SELECTED TEXT »

::::::

Background Infection is one of the main causes of morbidity and increased mortality in patients with rheumatic diseases. Vaccination history and updating of recommended vaccinations are useful economical way to avoid complication of infections. Influenza, pneumococcal and tetanus vaccines are safe and do not lead to disease flares, however, the majority of patients develop protective antibodies. Recommendations for hepatitis B are not yet validated in patients with rheumatic diseases.
Objectives To assess the vaccination rates for recommended vaccines and to determine the incidence of hepatitis B infections in patients with rheumatoid arthritis (RA) and systemic lupus erythematodes (SLE) attending a rheumatology outpatient clinic.

::::::

GIVEN INFORMATION »

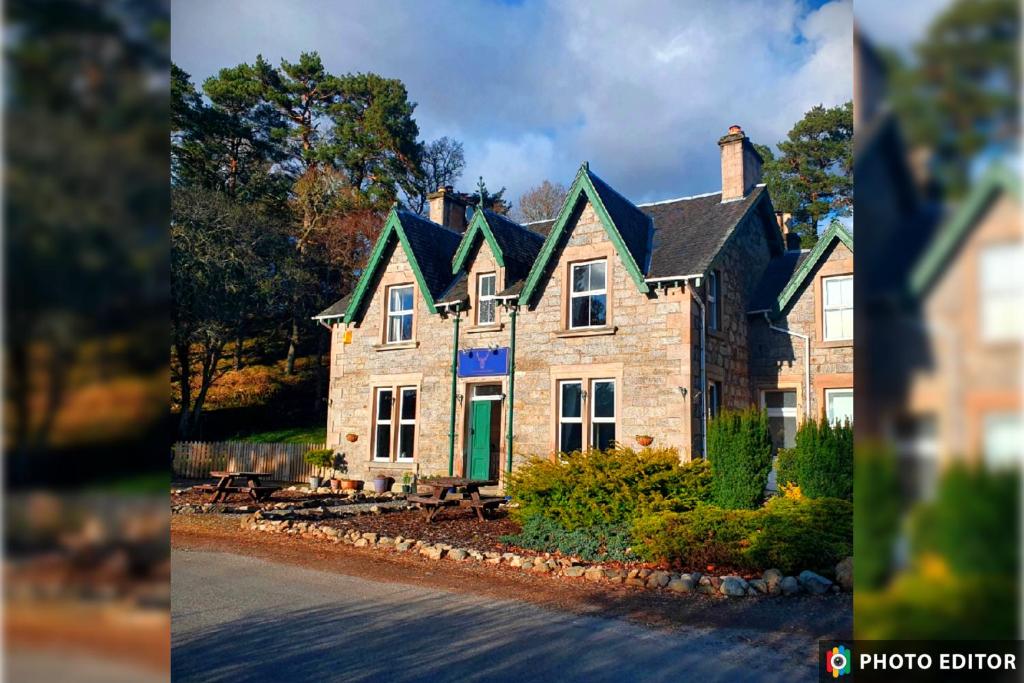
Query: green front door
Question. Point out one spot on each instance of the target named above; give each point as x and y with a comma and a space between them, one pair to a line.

::::::

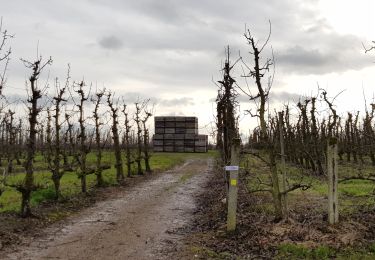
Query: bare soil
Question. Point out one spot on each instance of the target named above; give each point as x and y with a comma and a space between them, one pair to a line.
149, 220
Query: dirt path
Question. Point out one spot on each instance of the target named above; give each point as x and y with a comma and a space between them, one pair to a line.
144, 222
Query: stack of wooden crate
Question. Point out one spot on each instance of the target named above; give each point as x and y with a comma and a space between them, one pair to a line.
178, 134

::::::

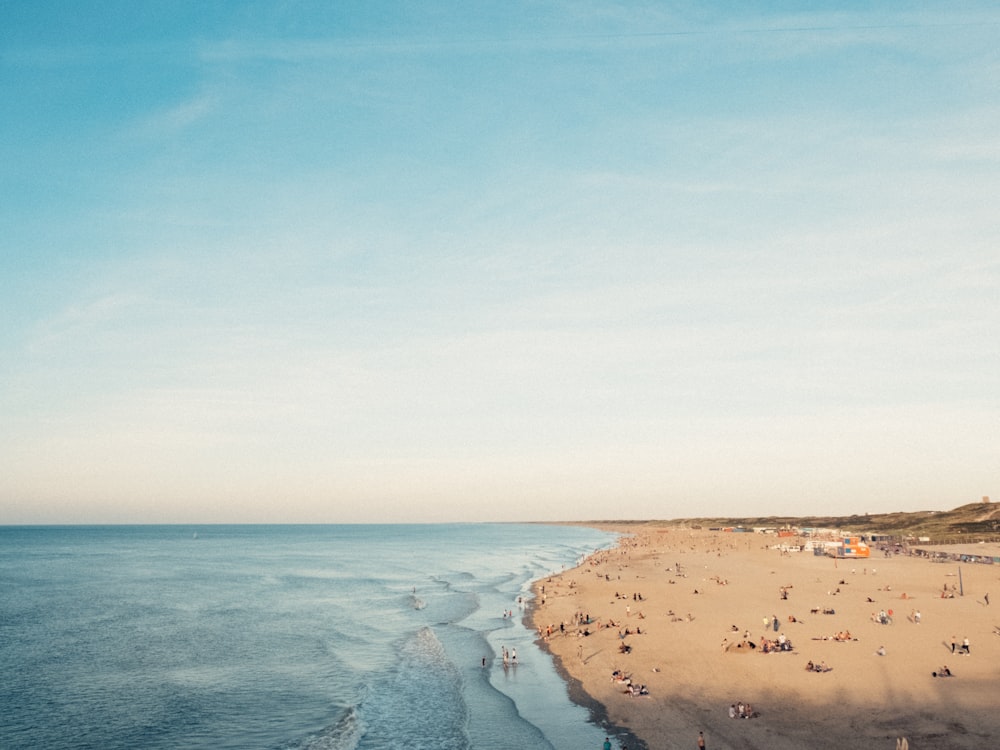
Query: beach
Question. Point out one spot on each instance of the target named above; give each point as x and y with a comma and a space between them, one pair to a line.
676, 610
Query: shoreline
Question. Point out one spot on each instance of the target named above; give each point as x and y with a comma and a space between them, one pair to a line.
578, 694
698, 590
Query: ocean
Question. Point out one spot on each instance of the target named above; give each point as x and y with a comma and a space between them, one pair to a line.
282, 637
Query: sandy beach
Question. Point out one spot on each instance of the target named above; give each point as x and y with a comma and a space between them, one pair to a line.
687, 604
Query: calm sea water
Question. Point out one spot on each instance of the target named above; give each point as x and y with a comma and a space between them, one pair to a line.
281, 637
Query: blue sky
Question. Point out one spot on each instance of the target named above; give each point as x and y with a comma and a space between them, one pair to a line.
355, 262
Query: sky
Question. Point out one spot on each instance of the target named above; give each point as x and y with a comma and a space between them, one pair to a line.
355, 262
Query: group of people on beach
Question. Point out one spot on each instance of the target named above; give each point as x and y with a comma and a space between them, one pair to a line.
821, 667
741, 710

::::::

EXPLORE THE MATERIAL »
A – List each infection that the abstract on vaccination in rheumatic diseases names a vaccine or vaccination recommendation for.
B – Pick up the abstract on vaccination in rheumatic diseases after its Objectives section and write the section that follows.

RESULTS BY TASK »
A –
Influenza
Pneumococcal infection
Tetanus
Hepatitis B

B –
Methods Vaccination rates were assessed according to the recommendations form EULAR as well as the German Robert Koch Institute for Infection Control. Data collected included age, disease duration, treatment, vaccination history (MMR: measles, mumps and rubella; poliomyelitis, pertussis, diphtheria, influenza, human papillomavirus (HPV), hepatitis A, hepatitis B, tetanus, meningococcal and pneumococcal vaccines). 331 RA and 68 SLE outpatientswere included and the certificates of vaccinations were registered. Patients were also tested for hepatitis B (anti-HBc, anti-HBs).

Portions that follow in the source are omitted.